* **ENTRIES PROVIDED**
---*---

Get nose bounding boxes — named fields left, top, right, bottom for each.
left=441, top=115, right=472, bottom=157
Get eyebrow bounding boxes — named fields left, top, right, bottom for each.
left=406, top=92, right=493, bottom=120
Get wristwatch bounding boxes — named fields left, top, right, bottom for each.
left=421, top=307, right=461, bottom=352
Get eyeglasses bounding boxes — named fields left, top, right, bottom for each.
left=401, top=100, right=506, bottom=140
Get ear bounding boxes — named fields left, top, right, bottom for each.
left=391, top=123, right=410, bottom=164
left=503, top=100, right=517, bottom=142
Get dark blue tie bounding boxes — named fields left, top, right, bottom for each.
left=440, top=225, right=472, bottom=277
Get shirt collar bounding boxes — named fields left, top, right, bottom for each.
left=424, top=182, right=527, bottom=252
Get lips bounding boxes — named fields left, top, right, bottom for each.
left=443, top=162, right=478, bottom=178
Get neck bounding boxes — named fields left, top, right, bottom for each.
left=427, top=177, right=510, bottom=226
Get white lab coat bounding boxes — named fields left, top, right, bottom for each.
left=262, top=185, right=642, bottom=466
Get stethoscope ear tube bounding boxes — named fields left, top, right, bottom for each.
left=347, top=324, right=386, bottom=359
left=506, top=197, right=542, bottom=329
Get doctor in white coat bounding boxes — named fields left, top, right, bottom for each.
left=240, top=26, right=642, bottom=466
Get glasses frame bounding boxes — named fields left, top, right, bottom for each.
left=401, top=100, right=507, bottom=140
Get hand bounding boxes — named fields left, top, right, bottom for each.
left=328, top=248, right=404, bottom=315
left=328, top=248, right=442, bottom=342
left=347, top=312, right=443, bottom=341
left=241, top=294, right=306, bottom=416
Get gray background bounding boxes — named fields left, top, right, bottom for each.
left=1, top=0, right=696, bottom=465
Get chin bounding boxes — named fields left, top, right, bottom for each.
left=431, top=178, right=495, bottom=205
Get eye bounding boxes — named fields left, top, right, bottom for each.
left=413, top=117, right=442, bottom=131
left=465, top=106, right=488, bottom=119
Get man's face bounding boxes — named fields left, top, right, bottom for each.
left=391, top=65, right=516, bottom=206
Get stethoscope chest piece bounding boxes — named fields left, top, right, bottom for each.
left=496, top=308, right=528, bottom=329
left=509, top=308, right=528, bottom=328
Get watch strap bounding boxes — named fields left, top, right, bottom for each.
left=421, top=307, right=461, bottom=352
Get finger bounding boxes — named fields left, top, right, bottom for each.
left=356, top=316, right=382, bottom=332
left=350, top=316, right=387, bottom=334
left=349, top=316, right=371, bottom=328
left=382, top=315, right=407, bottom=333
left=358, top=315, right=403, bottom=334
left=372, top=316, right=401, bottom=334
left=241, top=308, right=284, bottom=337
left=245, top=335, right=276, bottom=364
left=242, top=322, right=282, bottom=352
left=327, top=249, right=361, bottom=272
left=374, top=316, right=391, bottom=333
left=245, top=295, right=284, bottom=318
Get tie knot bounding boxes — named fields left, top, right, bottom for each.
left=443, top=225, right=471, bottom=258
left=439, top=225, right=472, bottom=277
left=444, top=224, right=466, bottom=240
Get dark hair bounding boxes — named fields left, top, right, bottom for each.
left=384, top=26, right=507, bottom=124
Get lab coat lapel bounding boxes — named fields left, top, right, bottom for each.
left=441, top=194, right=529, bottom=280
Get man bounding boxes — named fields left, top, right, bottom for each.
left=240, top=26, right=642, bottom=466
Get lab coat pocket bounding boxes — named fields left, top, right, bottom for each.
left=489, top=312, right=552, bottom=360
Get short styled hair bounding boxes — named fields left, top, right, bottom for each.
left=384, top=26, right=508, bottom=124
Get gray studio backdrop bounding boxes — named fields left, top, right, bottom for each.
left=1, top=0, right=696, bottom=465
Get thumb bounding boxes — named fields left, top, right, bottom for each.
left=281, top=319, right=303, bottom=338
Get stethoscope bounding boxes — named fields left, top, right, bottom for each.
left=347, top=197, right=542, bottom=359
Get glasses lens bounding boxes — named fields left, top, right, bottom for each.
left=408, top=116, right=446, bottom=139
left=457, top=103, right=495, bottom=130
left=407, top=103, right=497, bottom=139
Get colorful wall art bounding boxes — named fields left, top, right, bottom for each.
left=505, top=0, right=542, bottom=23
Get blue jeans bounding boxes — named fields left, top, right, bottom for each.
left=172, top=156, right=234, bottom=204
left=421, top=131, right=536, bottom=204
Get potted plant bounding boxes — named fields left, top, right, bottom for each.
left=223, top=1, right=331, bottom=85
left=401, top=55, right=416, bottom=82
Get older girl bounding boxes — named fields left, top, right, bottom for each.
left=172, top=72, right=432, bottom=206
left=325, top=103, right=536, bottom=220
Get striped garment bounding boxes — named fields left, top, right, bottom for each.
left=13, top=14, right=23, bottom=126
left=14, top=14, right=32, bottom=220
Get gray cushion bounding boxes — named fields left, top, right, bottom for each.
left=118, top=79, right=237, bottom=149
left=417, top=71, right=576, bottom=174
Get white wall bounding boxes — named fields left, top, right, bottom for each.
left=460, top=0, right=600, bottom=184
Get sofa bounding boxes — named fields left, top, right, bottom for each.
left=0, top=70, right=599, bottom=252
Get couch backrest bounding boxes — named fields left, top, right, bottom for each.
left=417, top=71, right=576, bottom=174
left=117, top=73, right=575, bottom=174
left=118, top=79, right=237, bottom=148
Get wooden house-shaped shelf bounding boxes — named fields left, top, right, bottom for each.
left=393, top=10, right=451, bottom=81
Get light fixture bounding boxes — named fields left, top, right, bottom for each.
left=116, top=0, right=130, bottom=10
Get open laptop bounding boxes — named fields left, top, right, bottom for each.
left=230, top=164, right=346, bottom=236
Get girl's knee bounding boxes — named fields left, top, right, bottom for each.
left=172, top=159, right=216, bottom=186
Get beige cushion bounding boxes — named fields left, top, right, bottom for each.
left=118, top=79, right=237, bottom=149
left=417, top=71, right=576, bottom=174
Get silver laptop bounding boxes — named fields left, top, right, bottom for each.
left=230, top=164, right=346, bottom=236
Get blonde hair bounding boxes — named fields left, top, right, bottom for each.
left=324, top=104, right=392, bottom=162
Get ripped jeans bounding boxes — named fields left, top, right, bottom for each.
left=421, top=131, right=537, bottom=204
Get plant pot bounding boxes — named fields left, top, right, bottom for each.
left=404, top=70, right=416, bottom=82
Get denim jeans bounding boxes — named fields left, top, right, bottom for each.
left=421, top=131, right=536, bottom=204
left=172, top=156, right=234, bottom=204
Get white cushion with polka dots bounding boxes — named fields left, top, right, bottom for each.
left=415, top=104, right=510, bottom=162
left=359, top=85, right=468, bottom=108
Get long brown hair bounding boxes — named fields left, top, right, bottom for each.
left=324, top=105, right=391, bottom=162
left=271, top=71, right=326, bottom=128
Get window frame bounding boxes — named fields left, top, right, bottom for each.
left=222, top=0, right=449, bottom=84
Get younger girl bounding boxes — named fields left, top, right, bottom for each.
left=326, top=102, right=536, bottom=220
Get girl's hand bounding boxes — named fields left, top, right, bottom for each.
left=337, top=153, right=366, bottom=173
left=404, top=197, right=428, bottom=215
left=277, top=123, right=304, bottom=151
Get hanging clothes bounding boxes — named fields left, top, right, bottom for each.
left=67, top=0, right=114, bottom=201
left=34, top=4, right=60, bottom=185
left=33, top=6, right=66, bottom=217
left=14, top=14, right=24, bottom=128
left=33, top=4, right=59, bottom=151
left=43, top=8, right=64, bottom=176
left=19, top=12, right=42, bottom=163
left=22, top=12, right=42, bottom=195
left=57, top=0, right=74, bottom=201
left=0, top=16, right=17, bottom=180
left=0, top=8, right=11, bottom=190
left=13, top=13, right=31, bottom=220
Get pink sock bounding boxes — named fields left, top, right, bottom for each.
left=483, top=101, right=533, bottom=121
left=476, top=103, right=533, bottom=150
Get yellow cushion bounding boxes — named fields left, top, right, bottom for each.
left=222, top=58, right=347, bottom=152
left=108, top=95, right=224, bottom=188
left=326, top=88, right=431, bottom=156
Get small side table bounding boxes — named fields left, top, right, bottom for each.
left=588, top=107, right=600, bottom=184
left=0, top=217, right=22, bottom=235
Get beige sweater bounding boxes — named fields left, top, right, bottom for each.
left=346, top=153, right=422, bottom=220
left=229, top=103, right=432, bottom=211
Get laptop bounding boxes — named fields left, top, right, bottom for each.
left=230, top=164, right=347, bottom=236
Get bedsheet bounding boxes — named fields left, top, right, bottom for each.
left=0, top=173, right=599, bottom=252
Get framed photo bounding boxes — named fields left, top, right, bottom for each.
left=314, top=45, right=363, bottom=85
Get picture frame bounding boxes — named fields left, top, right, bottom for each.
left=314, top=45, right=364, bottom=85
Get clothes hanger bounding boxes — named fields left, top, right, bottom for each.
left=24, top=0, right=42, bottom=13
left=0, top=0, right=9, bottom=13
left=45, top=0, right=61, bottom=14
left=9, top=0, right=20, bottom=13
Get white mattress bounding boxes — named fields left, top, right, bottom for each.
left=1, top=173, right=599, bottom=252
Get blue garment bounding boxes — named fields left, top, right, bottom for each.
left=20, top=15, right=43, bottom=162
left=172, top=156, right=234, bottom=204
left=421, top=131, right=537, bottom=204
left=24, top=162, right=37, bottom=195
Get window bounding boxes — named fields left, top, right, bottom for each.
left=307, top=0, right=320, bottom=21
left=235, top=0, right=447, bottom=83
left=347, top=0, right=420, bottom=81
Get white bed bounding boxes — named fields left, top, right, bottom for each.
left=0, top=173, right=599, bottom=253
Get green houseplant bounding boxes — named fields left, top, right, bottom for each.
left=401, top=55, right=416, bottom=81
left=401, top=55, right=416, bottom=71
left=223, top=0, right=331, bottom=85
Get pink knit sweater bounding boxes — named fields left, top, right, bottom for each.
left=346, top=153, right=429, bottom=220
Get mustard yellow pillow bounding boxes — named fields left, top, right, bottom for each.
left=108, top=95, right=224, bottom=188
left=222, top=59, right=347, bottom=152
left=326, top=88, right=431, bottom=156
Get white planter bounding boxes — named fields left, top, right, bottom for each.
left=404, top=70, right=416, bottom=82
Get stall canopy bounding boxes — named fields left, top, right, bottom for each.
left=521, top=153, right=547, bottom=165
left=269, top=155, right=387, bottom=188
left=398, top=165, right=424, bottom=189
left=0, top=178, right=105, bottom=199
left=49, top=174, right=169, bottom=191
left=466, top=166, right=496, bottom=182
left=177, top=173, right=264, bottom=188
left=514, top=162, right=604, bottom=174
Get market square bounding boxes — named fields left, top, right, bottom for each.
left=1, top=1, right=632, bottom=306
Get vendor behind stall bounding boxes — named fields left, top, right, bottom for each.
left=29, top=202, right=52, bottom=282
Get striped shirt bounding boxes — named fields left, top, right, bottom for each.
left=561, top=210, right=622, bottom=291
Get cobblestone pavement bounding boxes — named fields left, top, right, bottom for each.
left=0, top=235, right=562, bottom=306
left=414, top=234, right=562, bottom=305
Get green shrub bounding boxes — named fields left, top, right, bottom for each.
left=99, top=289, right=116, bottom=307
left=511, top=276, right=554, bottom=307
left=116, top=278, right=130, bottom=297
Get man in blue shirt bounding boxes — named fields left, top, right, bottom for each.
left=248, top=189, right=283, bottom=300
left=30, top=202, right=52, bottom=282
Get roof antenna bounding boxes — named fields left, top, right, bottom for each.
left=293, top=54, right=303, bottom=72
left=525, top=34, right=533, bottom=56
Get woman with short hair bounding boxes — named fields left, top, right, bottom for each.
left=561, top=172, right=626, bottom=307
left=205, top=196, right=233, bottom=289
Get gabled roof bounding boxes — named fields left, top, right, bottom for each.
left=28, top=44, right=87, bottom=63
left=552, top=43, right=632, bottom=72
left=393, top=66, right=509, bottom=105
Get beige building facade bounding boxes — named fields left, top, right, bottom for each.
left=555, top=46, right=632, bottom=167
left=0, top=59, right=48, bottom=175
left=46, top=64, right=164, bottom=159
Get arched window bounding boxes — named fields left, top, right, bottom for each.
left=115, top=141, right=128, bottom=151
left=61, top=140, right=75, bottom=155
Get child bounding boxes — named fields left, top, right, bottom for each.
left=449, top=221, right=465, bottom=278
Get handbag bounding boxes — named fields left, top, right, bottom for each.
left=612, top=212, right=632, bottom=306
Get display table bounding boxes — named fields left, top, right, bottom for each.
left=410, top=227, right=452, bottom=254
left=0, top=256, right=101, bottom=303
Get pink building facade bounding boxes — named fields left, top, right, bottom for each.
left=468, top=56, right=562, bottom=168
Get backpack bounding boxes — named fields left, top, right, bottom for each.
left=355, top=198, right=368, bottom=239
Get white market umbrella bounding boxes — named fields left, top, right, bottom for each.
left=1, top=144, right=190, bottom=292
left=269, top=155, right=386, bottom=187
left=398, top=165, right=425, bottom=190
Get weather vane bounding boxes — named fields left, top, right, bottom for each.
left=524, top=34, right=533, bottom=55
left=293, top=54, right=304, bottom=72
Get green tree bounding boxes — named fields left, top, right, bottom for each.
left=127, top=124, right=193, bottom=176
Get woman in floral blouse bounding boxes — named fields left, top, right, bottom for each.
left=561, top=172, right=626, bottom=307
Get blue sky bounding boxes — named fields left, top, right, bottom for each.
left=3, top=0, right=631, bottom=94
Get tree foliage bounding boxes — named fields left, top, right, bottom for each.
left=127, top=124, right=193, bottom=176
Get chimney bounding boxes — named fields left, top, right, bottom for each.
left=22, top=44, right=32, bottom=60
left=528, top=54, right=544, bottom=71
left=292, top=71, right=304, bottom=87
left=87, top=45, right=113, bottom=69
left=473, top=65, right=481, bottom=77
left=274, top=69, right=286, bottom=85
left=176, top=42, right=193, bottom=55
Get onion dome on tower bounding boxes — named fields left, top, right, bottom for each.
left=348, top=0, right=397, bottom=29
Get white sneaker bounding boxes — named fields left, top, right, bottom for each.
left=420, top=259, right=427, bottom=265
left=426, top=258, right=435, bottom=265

---*---

* **TASK ITEM**
The result should be the lines from the line with "Get white market" to the last line of the material, returned exactly and without any other line.

* **REPLY TO THE TASK**
Get white market umbrella bounding boxes — named fields left, top, right, bottom for each.
left=1, top=144, right=190, bottom=292
left=269, top=155, right=386, bottom=187
left=398, top=165, right=425, bottom=190
Get weather vane bounding boxes — named fields left, top, right, bottom for each.
left=524, top=34, right=533, bottom=55
left=293, top=54, right=304, bottom=72
Get green tree bounding boxes — named fields left, top, right, bottom for each.
left=127, top=124, right=193, bottom=176
Get woman in floral blouse bounding boxes — named fields left, top, right, bottom for each.
left=561, top=172, right=626, bottom=307
Get blue sky bounding boxes — named fields left, top, right, bottom for each.
left=3, top=0, right=631, bottom=94
Get tree foliage bounding boxes — named fields left, top, right, bottom for each.
left=127, top=124, right=193, bottom=176
Get chimney bounding boxes — named fields left, top, right, bottom for each.
left=22, top=44, right=32, bottom=60
left=528, top=54, right=544, bottom=71
left=292, top=71, right=304, bottom=87
left=87, top=45, right=113, bottom=69
left=473, top=65, right=481, bottom=77
left=274, top=69, right=286, bottom=85
left=176, top=42, right=193, bottom=55
Get onion dome on tower bounding boxes — named fields left, top, right, bottom for each.
left=348, top=0, right=397, bottom=29
Get white sneaker bounding boxes — named fields left, top, right, bottom for each.
left=420, top=259, right=427, bottom=265
left=426, top=258, right=435, bottom=265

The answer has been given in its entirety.